** start ITEMS **

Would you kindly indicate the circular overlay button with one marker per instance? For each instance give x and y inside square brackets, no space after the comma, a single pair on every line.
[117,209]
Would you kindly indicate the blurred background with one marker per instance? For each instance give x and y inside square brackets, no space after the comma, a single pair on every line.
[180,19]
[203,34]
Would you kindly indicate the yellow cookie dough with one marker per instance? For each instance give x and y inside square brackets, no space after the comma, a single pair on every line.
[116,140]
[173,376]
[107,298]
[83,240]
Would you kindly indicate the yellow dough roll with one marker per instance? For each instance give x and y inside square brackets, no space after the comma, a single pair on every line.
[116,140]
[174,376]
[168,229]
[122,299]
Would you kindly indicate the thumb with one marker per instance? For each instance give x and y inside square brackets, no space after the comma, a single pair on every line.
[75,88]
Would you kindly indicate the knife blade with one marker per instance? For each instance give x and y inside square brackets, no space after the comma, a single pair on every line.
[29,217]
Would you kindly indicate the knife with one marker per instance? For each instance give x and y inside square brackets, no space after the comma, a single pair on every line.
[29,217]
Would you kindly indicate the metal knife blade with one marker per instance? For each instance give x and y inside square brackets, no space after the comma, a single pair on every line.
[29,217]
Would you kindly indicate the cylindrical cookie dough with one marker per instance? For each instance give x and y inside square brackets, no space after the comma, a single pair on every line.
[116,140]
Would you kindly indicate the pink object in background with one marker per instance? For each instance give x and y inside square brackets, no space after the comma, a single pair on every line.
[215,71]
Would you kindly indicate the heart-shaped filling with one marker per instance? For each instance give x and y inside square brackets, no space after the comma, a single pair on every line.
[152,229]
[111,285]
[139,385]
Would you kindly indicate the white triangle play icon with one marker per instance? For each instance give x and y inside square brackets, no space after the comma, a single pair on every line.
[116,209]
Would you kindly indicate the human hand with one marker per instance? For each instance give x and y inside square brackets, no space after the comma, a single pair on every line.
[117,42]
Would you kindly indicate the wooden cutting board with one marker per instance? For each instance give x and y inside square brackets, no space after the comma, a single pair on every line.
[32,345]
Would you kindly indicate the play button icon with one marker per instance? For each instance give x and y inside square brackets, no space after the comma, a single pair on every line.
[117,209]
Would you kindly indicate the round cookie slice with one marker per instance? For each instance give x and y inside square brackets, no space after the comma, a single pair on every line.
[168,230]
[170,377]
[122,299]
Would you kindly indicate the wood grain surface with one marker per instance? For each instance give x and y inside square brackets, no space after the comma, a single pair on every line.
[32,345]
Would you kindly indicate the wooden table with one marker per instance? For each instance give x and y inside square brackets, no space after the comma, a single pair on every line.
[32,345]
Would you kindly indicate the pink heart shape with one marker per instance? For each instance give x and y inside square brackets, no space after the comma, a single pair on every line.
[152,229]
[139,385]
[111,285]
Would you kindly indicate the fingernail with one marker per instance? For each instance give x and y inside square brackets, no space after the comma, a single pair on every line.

** end ITEMS **

◆ **WORK REQUIRED**
Reproduce all of the rows above verbatim, line for line and in their original order.

◆ **ANSWER FOR THE TASK**
Would you kindly indicate the circular overlay button with one marker per instance? For each instance give x and y inside square brackets, no space after the comma, a single pair on every line.
[117,209]
Would you kindly indicate the blurred background with one marker per instance? For each instance give x and y inside square brackets, no space after the comma, a single pair on every line.
[180,19]
[203,34]
Would you kindly indicate the yellow cookie dough with one marker per instance? For each instance give x and y inside square brackets, no space after the comma, a single pair on every line.
[116,140]
[173,376]
[107,298]
[83,240]
Would you kindly indicate the yellow dough roll with one marker per instance? For each instance give x and y inside square brackets, no space after the comma, a single pair on every line.
[116,140]
[174,376]
[168,229]
[122,299]
Would you kindly indicate the thumb with one marker per instance? For each instance give x and y inside square brackets, no space after the comma, a single pair on every line.
[75,88]
Would you kindly indicate the knife blade with one marker per instance? For each instance give x and y inside square brackets, no space after the comma, a single pair on every line.
[29,217]
Would you kindly indicate the knife with one marker per instance? For each instance give x and y inside square brackets, no space after the comma, a single pair on every line.
[29,217]
Would you kindly indicate the metal knife blade with one marker per instance? For each instance give x and y inside square brackets, no space after the comma, a single pair on every line.
[29,217]
Would you kindly indicate the cylindrical cookie dough with one marker per instance? For each instance give x and y inside square brackets, no space after the comma, a single pair on every line.
[116,140]
Would you kindly indicate the pink object in background with one marker per instance? For each instance give x and y inside square brackets, no space after the comma, a single pair on every line.
[215,71]
Would you kindly indicate the heart-shaped filling with one marker per instance? For each instance give x and y inside square brackets, no space after the comma, a single pair on every line.
[152,229]
[111,285]
[139,385]
Would you kindly indicate the white triangle play icon with one marker per instance? For each instance give x and y inside square brackets, no space after the comma, a single pair on every line.
[116,209]
Would you kindly indicate the human hand with one marker per instance? For each instance give x and y inside square brackets, no space after the comma, a single pair on every line.
[117,42]
Would you kindly indicate the wooden cutting board with one marker per instance? For each instance give x and y inside square brackets, no space after the comma, a single pair on every line.
[32,345]
Would you kindly indicate the play button icon with one marker per instance? For each instance give x and y inside square brackets, no space after the comma, a single pair on every line.
[117,209]
Would you kindly indicate the round cookie slice with one marker per instance? For each instance give x and y inside square brackets, no space after the comma, a single pair on every line.
[168,230]
[170,377]
[122,299]
Would you kindly indicate the wood grain surface with one marker per instance? For each instance give x and y inside square brackets, no space after the comma, a single pair on every line.
[32,345]
Would you kindly indicate the wooden table with one marker per instance? For each instance give x and y inside square brackets, no space after the comma, a single pair on every line.
[32,345]
Would you kindly indicate the pink heart shape with one marker per instance? For each instance give x and y inside square brackets, no space after the comma, a single pair on every line.
[152,229]
[139,385]
[111,285]
Would you kindly indicate the fingernail with one marker per instance? For each instance give x and y inside square brackets, no space after the comma, a single pair on every line.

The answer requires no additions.